▶ **Bloque de texto**:
Fue el desarrollo de la industria editorial, sucedido sobre todo en el último decenio, el causante de que una nueva generación de traductores haya hecho su aparición. El Ancora Editores, con sus ya tradicionales títulos de poesía, narrativa y ensayo traducidos por Nicolás Suescún, Alvaro Rodríguez, Luis Fayad, Rafael Gutiérrez Girardot, Otto de Greiff, entre otros, sobre obras de autores como Verlaine, Rimbaud, Nietzsche, Hölderlin, Valery, Poe, Yeats, T.S. Elliot, De Moraes, Baudelaire, Conrad, Pierce, Goethe y James, marcó de alguna manera el camino del oficio hace unos 15 años con resultados actuales sorprendentes. Pero sería la Editorial Norma la que le daría el impulso definitivo a una industria que ha empezado a crecer hasta equipararse con colosos como Argentina y España.
Como en casi todos los proyectos, la casualidad jugó un papel de primer orden. En 1989 Norma se dio a la tarea de editar una colección de literatura a precios módicos para cubrir el mercado escolar. Pero la negociación con las editoriales extranjeras fue tan complicada que el editor encargado, Iván Hernández, decidió tomar el camino, si se quiere, más arriesgado: reunir un selecto grupo de escritores, poetas e intelectuales colombianos con muy buena formación en lenguas extranjeras para realizar traducciones nacionales. Esa colección es Cara y Cruz y el experimento fue tan bueno que la serie ya lleva más de 100 títulos, de los cuales un buen número son traducciones del inglés, el francés, el italiano, el portugués, el alemán y el ruso. Hoy el equipo de Norma no sólo traduce para Cara y Cruz sino también para sus diferentes áreas de ensayo, filosofía y literatura en general. "Hace apenas ocho años nadie pensaba en la traducción como un oficio, comenta Iván Hernández. Hoy contamos con por lo menos 15 traductores de planta que han tomado su trabajo como una profesión".
Desde su sede en Medellín, Hernández ha logrado conformar un equipo que ya empieza a ser respetado en países tan exigentes como Argentina y México. Carlos José Restrepo, Héctor Abad Faciolince, Elkin Obregón y José Manuel Arango encabezan este grupo antioqueño que de alguna forma comienza a sentar las bases del oficio, lo cual no quiere decir que en Bogotá, paralelamente, no hayan surgido intelectuales menos diestros. Escritores como William Ospina, Julio Paredes y Andrés Hoyos, por ejemplo, también hacen parte de esta generación que busca consolidar el oficio como una de las principales virtudes del talento creador colombiano.

▶ **Objetivos**:
1. Enumera los idiomas de los que, según el bloque de texto, proceden buena parte de las traducciones de la colección Cara y Cruz.
2. Explica, con base en el bloque de texto, por qué Iván Hernández optó por reunir a escritores, poetas e intelectuales colombianos para realizar traducciones nacionales.
Para resolver las tareas no hace falta consultar las líneas.

▶ **Información mostrada**:
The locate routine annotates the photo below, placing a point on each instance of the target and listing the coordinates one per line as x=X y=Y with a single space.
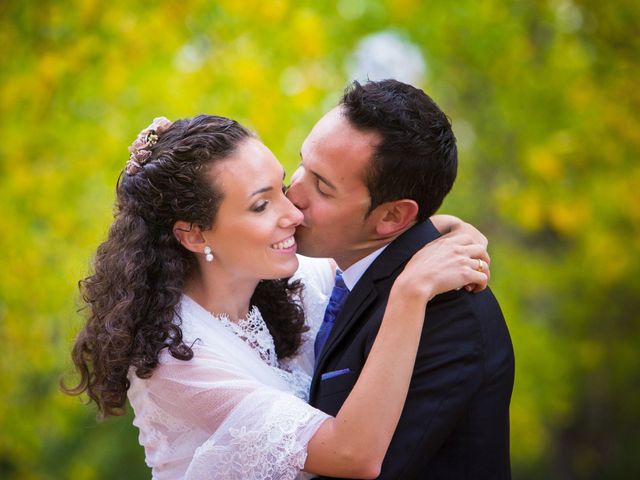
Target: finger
x=479 y=281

▶ **Respuestas**:
1. Inglés, francés, italiano, portugués, alemán y ruso.

2. La negociación con las editoriales extranjeras resultó demasiado complicada. Por eso Hernández tomó el camino más arriesgado: encargar las traducciones a un grupo selecto de colombianos con muy buena formación en lenguas extranjeras.